• [Activity]: Only the lines from the one containing "Task: indicate the nose" through the final line of the entries below are wanted, each copied exactly.

• [Provided records]:

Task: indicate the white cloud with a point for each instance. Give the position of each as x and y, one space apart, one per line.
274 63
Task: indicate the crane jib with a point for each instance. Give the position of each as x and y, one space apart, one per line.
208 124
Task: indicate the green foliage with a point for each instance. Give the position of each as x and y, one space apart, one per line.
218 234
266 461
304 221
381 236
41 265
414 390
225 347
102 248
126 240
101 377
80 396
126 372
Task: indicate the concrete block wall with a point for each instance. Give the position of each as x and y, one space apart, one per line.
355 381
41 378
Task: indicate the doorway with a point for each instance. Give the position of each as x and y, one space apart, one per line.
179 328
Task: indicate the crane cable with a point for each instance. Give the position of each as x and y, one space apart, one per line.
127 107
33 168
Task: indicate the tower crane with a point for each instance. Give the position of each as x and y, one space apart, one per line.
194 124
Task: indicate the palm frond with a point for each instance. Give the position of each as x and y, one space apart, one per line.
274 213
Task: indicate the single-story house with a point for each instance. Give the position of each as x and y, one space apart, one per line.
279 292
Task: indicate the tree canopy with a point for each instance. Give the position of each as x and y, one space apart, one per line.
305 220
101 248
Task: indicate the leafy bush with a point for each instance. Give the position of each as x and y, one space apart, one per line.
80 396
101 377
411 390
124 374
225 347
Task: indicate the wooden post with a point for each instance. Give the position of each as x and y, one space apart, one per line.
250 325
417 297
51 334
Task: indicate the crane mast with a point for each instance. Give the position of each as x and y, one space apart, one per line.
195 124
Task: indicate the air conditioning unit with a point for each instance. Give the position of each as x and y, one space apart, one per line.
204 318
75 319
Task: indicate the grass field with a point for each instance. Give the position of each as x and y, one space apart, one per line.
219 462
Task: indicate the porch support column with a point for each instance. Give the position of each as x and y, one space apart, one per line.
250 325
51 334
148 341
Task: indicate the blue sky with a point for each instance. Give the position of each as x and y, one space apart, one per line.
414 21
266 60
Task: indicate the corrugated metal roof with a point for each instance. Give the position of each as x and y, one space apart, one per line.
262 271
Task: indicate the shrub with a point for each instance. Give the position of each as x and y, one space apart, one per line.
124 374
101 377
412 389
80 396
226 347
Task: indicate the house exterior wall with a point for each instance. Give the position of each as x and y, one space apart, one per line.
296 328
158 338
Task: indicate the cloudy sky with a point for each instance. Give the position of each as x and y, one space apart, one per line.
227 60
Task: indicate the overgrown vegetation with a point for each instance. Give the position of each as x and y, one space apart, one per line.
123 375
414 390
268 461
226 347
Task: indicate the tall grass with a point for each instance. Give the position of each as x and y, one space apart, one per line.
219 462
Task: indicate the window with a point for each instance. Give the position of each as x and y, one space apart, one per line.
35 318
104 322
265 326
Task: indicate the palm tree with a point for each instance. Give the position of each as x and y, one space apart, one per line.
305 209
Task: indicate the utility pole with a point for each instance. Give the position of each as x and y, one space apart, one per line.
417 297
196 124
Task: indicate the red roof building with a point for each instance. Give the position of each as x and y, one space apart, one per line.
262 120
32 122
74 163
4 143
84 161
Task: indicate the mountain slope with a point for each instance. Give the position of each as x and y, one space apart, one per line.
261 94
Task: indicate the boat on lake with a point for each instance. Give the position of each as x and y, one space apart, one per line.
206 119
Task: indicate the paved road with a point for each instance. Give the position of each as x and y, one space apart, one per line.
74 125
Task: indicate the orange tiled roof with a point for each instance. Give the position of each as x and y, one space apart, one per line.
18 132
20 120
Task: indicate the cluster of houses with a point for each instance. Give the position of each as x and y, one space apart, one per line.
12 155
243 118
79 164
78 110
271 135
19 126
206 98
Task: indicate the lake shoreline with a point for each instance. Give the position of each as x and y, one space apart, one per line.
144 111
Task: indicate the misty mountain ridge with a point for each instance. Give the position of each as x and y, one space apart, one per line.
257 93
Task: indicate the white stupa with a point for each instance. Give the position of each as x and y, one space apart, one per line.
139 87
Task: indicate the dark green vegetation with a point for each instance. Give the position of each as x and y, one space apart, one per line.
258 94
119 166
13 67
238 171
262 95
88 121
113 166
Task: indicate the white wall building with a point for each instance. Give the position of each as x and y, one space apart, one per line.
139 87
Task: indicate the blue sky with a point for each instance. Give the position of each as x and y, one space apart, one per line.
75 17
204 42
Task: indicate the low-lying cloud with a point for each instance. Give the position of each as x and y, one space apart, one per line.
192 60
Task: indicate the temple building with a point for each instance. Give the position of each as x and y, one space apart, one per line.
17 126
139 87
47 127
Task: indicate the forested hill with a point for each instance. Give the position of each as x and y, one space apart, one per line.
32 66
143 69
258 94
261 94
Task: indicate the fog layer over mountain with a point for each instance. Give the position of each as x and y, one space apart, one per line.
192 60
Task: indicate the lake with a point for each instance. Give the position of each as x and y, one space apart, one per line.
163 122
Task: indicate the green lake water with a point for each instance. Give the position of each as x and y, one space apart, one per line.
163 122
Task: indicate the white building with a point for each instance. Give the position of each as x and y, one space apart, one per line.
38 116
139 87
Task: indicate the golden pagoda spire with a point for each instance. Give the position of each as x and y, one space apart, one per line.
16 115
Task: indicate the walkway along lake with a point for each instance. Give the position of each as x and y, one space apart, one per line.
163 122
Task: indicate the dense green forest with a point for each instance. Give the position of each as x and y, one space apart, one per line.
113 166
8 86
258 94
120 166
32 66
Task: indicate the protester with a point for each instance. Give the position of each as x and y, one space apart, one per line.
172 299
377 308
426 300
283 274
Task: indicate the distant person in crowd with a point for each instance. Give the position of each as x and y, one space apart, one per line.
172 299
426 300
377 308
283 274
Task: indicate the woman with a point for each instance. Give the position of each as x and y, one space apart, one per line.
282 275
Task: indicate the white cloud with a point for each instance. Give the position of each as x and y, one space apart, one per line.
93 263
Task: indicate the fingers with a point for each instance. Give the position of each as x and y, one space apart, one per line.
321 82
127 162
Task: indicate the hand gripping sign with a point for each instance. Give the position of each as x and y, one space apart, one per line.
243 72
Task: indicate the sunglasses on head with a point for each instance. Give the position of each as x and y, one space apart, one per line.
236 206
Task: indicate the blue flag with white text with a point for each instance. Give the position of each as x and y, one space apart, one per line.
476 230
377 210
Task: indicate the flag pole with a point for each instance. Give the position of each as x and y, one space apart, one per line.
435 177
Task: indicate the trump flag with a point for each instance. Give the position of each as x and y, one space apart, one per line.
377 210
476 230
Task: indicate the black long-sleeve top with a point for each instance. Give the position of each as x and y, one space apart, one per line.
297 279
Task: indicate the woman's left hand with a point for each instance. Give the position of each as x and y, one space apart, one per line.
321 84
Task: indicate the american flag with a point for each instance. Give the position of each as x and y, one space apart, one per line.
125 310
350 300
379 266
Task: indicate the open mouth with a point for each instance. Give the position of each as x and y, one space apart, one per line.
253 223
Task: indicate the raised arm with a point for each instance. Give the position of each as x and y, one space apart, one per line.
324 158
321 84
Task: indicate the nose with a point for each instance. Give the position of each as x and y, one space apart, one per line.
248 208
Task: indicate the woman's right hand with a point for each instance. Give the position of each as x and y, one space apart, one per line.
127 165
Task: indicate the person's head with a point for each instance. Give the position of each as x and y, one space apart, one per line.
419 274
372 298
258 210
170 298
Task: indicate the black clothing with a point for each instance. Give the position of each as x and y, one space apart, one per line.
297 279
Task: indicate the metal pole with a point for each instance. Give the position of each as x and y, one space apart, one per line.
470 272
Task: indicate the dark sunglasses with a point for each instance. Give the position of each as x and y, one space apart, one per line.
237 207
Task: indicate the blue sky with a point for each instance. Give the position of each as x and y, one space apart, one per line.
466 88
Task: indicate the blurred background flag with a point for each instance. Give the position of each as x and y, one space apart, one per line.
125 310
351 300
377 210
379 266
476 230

• [Answer box]:
Task: indicate the nose with a point for each instance. Give the position of each as x and y, one space apart, one per line.
248 208
Task: indicate the woman's right hand with a point for each instance. Give the position of each as x and y, one space apart, one per line.
127 165
Task: indicate the person's head with a point for each instance. Give the position of each as x and y, one space apart, one per line.
419 274
372 298
258 210
170 298
Task: indicate the black clothing with a point for each instance. Give the position of each as x and y, one space apart, one per line.
297 279
Task: indicate the metal pole with a point for each instance. Give the position of each as x and y, one space apart, one per line.
470 272
Task: indicate the dark sunglasses with a point for each instance. Give the position of each as x and y, one space apart, one per line.
237 207
Task: indicate the blue sky with a point for each instance. Give the position of each as x and y, one space apart, one per line.
466 88
Task: indicate the blurred background flag with a point for each instance. Give the position of each as x and y, one space apart, one per line.
125 310
351 300
377 210
379 266
476 230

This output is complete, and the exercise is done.